Reproduce the records exactly.

[start Data extract]

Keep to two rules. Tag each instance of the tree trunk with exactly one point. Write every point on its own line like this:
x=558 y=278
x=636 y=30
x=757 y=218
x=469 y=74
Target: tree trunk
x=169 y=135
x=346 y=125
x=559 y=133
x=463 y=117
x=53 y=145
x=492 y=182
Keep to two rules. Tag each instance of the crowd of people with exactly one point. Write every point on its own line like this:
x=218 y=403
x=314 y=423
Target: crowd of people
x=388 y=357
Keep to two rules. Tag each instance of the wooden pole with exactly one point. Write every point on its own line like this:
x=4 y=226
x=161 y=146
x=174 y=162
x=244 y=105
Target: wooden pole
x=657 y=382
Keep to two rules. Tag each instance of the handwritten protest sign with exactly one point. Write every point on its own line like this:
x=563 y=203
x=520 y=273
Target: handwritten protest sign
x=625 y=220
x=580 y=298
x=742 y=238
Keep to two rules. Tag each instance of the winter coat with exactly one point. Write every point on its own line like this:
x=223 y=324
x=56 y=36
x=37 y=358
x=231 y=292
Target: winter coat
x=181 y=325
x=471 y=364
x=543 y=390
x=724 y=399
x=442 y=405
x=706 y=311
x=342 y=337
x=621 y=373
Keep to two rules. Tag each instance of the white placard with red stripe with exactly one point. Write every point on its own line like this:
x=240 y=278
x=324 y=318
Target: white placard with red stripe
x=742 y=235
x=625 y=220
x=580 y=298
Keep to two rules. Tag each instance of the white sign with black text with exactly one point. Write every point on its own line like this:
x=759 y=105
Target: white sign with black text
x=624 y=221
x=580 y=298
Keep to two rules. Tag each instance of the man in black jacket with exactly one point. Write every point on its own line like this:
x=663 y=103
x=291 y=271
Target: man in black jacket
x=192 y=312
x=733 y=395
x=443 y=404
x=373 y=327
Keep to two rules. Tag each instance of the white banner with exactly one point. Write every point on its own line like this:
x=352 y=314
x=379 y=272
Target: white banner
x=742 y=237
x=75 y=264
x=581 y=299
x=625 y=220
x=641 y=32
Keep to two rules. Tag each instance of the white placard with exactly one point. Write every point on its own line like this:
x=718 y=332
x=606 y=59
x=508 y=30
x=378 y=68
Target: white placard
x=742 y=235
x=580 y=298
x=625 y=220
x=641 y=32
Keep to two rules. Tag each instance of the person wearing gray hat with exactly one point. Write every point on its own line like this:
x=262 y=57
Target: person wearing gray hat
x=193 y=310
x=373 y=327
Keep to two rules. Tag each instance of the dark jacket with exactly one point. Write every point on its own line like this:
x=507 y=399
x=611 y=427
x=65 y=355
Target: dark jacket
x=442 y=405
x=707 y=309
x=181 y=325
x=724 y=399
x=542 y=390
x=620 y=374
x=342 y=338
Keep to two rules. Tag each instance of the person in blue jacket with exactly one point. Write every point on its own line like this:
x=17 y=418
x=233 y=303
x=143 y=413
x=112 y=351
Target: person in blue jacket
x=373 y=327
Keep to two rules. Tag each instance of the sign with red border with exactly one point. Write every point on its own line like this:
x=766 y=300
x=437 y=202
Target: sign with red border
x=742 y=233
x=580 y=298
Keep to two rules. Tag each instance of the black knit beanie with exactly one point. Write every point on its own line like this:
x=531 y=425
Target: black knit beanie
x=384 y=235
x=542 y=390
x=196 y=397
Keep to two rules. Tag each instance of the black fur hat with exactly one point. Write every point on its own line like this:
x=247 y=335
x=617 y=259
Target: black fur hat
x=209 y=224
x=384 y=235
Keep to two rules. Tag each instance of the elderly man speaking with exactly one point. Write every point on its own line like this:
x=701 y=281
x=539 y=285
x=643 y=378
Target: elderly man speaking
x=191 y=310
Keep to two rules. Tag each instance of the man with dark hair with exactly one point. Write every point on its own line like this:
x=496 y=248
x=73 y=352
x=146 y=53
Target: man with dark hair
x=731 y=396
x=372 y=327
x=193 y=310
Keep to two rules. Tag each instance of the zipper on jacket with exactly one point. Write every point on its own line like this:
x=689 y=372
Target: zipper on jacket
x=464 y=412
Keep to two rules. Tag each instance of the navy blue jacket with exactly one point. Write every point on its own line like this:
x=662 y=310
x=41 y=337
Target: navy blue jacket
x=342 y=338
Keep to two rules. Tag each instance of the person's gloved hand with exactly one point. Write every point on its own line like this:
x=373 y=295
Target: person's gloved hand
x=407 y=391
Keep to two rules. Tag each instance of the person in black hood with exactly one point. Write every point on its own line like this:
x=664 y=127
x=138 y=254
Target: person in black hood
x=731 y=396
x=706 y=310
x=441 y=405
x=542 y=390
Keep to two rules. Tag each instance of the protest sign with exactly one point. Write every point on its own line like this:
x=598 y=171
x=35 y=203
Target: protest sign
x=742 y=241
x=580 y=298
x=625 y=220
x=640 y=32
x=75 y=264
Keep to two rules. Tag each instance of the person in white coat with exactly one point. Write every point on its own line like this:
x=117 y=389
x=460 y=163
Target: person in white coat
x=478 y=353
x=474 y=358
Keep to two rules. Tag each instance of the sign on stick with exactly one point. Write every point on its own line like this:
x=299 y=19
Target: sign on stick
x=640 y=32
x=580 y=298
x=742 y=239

[end Data extract]

## Task response
Keep to two rules. Tag each instance of the tree trunk with exactly one point. Write every point on its own line like this:
x=558 y=278
x=636 y=30
x=757 y=218
x=469 y=74
Target: tree trunk
x=169 y=135
x=346 y=125
x=559 y=133
x=463 y=117
x=53 y=145
x=492 y=182
Keep to two rules. Tag each instance of the crowd of people with exactly one point. Write every point on its own line like this:
x=218 y=403
x=314 y=423
Target: crowd of people
x=388 y=357
Keep to two rules. Tag each instance of the wooden pole with exactly one point. Write every point on its own line like this:
x=4 y=226
x=161 y=146
x=174 y=162
x=244 y=105
Target: wooden pole
x=657 y=382
Keep to two rules. Tag each instance of the handwritten protest sign with exactly one point. Write every point on its own line like this:
x=563 y=203
x=520 y=273
Target: handwritten protest sign
x=625 y=220
x=580 y=298
x=742 y=238
Keep to two rules. Tag each instance of the winter coat with exactly one point. Write every point on its own line like this:
x=223 y=324
x=56 y=36
x=37 y=358
x=231 y=292
Target: winter coat
x=181 y=325
x=471 y=364
x=543 y=390
x=724 y=399
x=442 y=405
x=706 y=311
x=342 y=337
x=621 y=373
Keep to two rules. Tag each instance of the white placard with red stripe with exactly one point. Write every point on its own line like this:
x=240 y=278
x=324 y=318
Target: white placard with red stripe
x=742 y=235
x=625 y=220
x=580 y=298
Keep to two rules. Tag each instance of the white sign with black text with exactly one point. Write every point on its own line like this:
x=759 y=105
Target: white sign with black text
x=624 y=221
x=580 y=298
Keep to two rules. Tag each instance of the man in black jacket with exactly one point. Write every point on its own line like this:
x=663 y=103
x=291 y=271
Target: man in black jacket
x=192 y=312
x=733 y=395
x=443 y=404
x=373 y=327
Keep to two rules. Tag each instance of the white banner with exactly one point. Write every point on its own line like this:
x=352 y=314
x=379 y=272
Target: white banner
x=742 y=237
x=75 y=264
x=581 y=299
x=625 y=220
x=641 y=32
Keep to two rules. Tag each instance of the white placard with exactly one point. Write every point on its own line like this:
x=718 y=332
x=606 y=59
x=508 y=30
x=378 y=68
Target: white placard
x=742 y=235
x=580 y=298
x=625 y=220
x=641 y=32
Keep to two rules. Tag each instance of the person wearing gray hat with exactly one point. Write every point on its own line like this:
x=262 y=57
Target: person wearing gray hat
x=193 y=310
x=373 y=327
Keep to two rules. Tag each instance of the dark jacket with exactly one point. Write every point on its own line like this:
x=507 y=399
x=611 y=427
x=65 y=355
Target: dark jacket
x=442 y=405
x=707 y=309
x=181 y=325
x=724 y=399
x=542 y=390
x=620 y=374
x=342 y=338
Keep to two rules. Tag each instance of the person in blue jacket with exactly one point. Write every point on its own line like this:
x=17 y=418
x=233 y=303
x=143 y=413
x=112 y=351
Target: person in blue jacket
x=373 y=327
Keep to two rules. Tag each instance of the sign with red border with exactly one point. Write every point on its own line like this:
x=766 y=300
x=437 y=202
Target: sign with red border
x=742 y=233
x=580 y=298
Keep to two rules. Tag each instance of the black knit beanie with exactly one point. Write every point on its own line like this:
x=531 y=425
Target: black knit beanie
x=384 y=235
x=542 y=390
x=196 y=397
Keep to two rules. Tag each instance of the black fur hat with exactly one point. Write every point on its own line like this:
x=247 y=335
x=617 y=259
Target: black fur hat
x=209 y=224
x=384 y=235
Keep to two rules. Tag each instance of the elderly man speaking with exactly one point. Write every point on its own line like this:
x=701 y=281
x=539 y=285
x=643 y=378
Target: elderly man speaking
x=191 y=310
Keep to two rules. Tag each instance of the man with dark hair with exactly one point. Write every point on its own line like this:
x=496 y=248
x=73 y=352
x=146 y=53
Target: man with dark hair
x=731 y=396
x=372 y=327
x=193 y=310
Keep to two rules. Tag each instance of the zipper on jacket with exactly one point. Write every point on its own line like this:
x=689 y=372
Target: zipper on jacket
x=464 y=412
Keep to two rules. Tag each instance of the navy blue jacket with exactly one point. Write every point on its own line like this:
x=662 y=310
x=41 y=337
Target: navy blue jacket
x=342 y=338
Keep to two rules. Tag each instance of the person's gloved hand with exactly one point. Write every point on its own line like this:
x=373 y=295
Target: person's gloved hand
x=407 y=391
Keep to two rules. Tag each instance of the person in black hood with exactly one point. Write every point on its own line like this:
x=664 y=127
x=138 y=254
Target: person in black hood
x=731 y=396
x=706 y=310
x=441 y=405
x=542 y=390
Keep to two rules. Tag each instance of the protest sign with exactly one point. Write every point on its own line like this:
x=598 y=171
x=35 y=203
Target: protest sign
x=742 y=241
x=580 y=298
x=625 y=220
x=640 y=32
x=75 y=264
Keep to two rules. Tag each instance of the person in white coat with exactly one point. Write every point on its own line like this:
x=117 y=389
x=460 y=163
Target: person in white coat
x=478 y=353
x=474 y=358
Keep to two rules. Tag each instance of the sign on stick with exactly one point. Write every point on its own line like this:
x=299 y=19
Target: sign on stick
x=640 y=32
x=580 y=298
x=742 y=239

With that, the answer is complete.